• **The request**:
Gather every line in the records below that contains the string "joshua", and copy each such line in full.

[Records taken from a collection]

%%

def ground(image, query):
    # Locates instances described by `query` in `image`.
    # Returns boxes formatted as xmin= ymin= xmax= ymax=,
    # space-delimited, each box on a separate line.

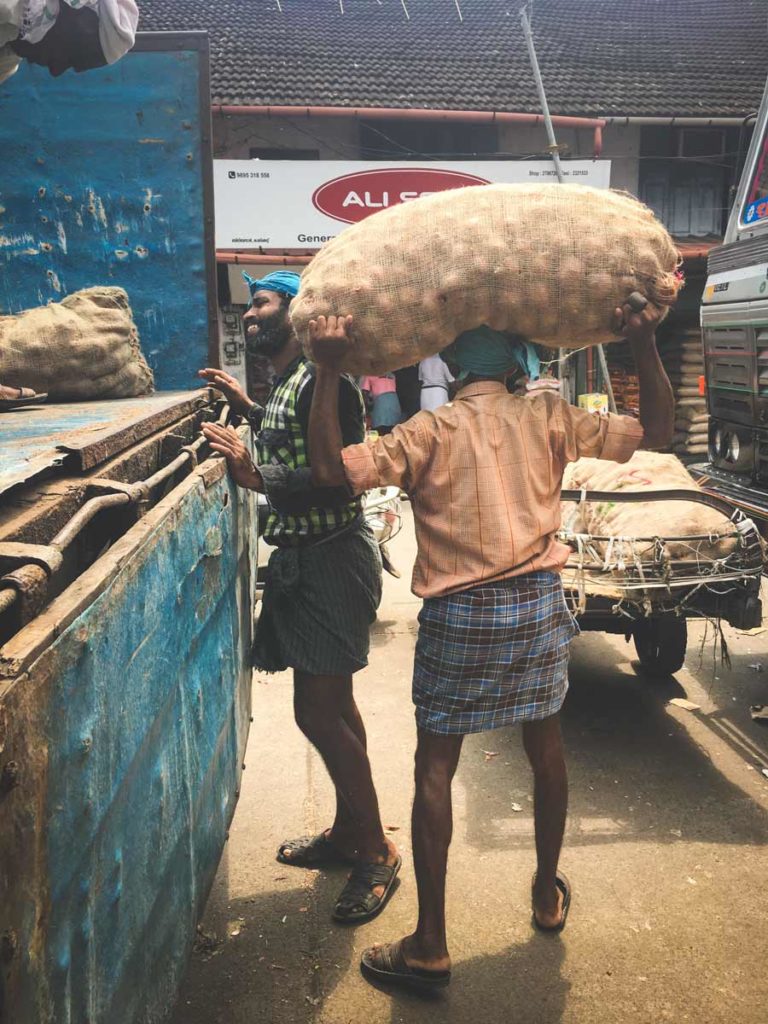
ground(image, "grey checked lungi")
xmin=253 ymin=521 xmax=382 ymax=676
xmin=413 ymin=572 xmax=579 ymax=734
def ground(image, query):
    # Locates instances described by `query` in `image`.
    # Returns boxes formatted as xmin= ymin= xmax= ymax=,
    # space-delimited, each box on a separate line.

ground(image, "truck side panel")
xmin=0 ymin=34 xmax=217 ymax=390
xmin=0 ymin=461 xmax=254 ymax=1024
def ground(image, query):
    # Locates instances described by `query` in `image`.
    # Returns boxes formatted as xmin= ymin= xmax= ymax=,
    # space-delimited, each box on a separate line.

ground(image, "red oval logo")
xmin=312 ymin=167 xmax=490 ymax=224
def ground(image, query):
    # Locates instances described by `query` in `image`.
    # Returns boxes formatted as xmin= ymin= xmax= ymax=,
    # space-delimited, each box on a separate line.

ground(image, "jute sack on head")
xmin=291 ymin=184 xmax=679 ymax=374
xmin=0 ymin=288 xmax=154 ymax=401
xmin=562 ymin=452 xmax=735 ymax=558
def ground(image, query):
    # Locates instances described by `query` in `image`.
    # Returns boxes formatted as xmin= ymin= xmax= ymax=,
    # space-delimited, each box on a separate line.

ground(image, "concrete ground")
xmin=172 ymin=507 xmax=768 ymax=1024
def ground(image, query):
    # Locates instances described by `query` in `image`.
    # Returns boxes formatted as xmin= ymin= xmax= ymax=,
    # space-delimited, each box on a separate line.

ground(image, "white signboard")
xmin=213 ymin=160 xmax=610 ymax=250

%%
%%

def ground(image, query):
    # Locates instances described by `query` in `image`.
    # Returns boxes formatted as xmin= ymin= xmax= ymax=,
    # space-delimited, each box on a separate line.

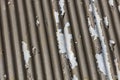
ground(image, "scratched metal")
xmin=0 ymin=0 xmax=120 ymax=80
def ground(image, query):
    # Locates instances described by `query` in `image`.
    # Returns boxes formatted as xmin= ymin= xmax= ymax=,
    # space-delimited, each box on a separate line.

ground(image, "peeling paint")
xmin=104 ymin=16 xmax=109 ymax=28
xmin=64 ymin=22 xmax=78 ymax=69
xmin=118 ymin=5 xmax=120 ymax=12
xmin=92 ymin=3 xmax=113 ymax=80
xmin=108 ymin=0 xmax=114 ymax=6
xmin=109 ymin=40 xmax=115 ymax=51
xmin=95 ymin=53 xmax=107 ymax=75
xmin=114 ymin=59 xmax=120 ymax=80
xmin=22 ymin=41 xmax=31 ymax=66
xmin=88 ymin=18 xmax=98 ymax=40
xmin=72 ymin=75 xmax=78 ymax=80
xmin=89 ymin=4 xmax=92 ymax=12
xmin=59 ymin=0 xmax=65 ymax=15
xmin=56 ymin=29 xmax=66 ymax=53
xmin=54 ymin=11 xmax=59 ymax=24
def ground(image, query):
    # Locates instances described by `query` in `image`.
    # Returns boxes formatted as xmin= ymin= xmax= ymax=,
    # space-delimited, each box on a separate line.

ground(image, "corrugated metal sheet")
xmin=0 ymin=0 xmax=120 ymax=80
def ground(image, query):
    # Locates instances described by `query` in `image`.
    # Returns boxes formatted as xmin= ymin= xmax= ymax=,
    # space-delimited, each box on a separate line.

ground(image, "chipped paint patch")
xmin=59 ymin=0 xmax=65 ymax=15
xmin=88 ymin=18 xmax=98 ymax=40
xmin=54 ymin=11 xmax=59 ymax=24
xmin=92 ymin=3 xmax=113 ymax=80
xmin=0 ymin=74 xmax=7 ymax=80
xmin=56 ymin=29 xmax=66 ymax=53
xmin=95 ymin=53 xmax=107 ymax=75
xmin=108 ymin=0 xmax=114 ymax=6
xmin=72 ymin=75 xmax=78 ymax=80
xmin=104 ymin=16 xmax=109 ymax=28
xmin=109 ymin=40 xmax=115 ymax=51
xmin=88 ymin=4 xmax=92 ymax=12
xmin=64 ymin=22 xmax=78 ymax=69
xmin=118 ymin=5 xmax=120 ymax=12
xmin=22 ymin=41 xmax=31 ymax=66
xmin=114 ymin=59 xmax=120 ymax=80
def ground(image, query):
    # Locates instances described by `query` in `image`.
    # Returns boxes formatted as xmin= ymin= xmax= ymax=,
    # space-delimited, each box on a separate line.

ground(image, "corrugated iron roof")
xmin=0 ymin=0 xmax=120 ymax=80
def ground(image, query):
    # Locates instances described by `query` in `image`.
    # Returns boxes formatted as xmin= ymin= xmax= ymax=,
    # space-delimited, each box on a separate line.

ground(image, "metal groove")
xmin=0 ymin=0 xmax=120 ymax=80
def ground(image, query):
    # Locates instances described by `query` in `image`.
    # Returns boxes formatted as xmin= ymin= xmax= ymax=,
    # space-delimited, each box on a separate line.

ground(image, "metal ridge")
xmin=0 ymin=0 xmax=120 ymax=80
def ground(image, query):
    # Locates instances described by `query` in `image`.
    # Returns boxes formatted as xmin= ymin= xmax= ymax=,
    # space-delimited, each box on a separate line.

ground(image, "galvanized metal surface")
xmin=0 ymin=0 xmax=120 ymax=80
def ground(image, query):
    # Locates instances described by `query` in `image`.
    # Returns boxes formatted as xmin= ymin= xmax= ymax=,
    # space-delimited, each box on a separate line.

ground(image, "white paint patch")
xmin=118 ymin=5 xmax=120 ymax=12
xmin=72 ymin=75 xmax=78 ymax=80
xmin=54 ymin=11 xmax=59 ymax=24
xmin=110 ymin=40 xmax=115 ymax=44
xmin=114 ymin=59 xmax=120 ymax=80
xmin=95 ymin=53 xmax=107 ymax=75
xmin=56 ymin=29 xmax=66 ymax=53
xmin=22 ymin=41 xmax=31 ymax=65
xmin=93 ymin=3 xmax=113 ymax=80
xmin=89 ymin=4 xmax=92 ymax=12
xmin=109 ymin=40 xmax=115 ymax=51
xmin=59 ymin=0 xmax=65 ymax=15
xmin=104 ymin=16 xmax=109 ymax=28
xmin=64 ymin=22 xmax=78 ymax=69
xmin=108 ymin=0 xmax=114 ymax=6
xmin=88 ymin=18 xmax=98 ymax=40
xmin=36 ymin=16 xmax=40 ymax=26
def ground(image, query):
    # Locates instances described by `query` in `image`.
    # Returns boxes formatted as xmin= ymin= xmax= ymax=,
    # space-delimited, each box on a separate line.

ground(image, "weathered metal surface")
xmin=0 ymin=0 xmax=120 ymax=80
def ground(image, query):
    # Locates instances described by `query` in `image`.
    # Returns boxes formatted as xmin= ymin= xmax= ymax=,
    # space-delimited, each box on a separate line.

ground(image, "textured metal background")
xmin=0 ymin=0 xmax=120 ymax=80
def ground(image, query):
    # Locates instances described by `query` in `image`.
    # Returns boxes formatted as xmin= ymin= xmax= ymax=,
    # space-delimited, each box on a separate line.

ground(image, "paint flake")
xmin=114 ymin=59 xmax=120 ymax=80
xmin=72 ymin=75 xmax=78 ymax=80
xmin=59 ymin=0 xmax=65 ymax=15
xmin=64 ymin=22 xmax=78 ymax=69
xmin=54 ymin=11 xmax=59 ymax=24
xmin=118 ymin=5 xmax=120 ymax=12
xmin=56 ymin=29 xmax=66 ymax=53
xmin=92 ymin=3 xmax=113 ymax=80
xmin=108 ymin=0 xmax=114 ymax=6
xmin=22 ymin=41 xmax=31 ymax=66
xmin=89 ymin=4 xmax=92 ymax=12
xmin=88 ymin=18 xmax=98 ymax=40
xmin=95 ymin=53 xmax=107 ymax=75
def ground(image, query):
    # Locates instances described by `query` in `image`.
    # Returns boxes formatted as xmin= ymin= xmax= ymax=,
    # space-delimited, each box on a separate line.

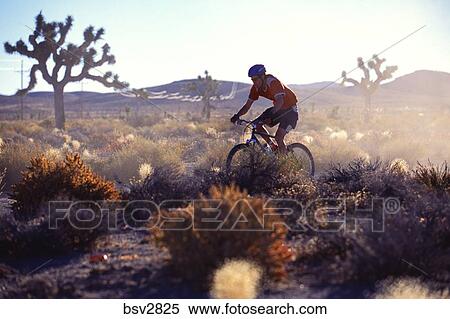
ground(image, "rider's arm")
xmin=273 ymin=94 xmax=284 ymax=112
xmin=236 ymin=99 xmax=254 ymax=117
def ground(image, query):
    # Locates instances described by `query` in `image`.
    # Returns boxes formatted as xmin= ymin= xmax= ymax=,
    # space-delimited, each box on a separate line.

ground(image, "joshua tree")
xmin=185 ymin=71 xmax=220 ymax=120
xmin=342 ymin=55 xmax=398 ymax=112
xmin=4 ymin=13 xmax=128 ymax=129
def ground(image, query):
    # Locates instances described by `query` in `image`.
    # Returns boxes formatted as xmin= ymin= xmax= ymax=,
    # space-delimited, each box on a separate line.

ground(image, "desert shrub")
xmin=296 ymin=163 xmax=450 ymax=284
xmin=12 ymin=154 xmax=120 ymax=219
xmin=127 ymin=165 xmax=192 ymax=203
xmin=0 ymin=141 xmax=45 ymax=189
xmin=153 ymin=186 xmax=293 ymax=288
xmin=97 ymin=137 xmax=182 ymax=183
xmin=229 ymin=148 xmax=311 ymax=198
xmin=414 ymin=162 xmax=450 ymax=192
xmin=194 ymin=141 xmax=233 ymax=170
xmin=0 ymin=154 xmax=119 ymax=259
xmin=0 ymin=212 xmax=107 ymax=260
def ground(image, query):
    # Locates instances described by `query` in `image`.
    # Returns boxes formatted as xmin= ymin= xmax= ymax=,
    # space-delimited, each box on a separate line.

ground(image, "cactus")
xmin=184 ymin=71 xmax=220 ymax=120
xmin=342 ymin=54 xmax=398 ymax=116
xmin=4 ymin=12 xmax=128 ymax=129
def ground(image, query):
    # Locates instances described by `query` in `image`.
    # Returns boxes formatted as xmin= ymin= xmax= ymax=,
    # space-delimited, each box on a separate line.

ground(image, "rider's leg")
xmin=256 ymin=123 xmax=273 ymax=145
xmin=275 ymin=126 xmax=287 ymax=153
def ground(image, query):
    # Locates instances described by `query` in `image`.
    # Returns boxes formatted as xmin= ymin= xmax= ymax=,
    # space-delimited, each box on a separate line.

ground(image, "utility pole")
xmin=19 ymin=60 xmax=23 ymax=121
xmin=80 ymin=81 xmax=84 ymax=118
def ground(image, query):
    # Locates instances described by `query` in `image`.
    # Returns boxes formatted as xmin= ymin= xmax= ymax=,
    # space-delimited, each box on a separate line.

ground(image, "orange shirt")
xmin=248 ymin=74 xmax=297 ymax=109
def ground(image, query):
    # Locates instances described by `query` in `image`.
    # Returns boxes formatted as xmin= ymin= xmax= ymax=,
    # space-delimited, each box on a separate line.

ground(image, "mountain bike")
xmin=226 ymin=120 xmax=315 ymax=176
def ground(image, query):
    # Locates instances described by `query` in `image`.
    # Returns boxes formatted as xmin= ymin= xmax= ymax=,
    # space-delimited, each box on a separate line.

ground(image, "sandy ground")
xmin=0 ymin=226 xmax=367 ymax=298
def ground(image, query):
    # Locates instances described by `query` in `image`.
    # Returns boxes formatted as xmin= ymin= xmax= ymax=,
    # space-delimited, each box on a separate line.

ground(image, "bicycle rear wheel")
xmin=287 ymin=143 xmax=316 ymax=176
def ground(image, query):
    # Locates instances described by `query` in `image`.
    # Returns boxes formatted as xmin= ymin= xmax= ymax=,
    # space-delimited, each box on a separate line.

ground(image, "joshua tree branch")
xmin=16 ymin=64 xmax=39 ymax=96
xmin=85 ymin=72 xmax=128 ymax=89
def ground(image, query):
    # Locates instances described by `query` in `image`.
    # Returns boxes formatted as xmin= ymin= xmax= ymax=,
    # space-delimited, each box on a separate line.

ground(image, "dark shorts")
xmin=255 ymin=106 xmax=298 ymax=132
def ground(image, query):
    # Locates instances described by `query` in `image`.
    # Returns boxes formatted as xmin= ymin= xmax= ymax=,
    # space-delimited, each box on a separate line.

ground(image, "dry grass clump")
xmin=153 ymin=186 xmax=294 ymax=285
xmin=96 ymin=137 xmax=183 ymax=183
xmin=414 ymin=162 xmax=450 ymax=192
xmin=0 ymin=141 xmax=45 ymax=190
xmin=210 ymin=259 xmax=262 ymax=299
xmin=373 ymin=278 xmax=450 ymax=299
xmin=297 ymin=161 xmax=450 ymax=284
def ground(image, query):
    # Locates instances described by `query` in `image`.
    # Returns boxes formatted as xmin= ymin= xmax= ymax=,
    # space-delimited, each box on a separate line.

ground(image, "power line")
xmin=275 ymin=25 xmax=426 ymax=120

%%
%%

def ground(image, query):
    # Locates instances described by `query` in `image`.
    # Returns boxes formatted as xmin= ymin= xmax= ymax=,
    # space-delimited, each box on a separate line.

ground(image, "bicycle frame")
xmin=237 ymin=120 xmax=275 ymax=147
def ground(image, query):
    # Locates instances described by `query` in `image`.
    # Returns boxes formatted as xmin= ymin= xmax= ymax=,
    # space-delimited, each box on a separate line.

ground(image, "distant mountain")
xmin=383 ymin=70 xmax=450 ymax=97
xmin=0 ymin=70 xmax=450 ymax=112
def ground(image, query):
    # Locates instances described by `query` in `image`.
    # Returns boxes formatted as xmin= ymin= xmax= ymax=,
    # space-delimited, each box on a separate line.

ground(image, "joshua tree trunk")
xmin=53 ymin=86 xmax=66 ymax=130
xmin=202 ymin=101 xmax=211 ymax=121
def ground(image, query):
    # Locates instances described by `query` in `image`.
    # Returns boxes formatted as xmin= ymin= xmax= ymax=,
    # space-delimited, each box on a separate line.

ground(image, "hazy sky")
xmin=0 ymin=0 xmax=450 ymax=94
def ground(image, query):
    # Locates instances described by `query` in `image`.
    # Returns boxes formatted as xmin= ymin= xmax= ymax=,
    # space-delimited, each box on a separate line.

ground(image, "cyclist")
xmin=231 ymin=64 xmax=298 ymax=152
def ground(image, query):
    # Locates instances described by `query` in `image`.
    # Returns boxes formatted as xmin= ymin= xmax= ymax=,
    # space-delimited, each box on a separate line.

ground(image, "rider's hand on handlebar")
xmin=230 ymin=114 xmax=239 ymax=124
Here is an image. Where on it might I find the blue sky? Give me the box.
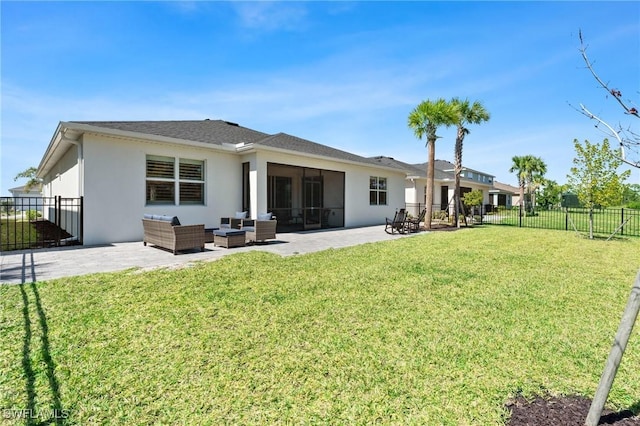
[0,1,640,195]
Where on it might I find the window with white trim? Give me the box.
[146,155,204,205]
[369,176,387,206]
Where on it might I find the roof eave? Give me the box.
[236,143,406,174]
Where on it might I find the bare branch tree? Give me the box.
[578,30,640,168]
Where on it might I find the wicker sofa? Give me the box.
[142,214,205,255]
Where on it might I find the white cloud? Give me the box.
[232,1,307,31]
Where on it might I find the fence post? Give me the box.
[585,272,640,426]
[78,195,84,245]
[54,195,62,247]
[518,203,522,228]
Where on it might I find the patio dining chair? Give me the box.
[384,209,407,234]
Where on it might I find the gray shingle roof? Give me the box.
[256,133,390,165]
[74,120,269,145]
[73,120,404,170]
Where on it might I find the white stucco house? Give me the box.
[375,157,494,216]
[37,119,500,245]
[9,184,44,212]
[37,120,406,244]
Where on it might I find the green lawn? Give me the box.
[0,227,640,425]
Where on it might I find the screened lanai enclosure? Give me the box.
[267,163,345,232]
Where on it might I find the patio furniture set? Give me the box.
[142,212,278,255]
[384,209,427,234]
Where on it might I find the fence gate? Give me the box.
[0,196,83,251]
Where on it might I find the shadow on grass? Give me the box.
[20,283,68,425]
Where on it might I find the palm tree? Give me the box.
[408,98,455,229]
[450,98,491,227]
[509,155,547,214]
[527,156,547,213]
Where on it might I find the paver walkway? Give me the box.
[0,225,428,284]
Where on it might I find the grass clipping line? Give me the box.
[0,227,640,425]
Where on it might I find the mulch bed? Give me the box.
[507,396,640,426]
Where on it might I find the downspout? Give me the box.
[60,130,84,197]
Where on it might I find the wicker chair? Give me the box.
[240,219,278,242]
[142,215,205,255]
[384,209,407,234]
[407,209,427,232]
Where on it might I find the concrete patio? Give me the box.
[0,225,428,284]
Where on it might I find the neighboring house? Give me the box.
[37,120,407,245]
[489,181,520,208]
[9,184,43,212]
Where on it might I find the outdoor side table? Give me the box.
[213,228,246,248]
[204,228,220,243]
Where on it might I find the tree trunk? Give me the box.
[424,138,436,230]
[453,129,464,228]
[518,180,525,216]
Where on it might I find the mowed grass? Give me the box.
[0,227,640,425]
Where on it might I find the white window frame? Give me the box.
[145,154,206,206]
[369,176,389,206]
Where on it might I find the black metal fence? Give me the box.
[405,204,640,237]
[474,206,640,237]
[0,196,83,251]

%%

• **Task result**:
ground(image, "joshua tree")
ground(image, "joshua tree branch")
ground(image, "joshua tree trunk")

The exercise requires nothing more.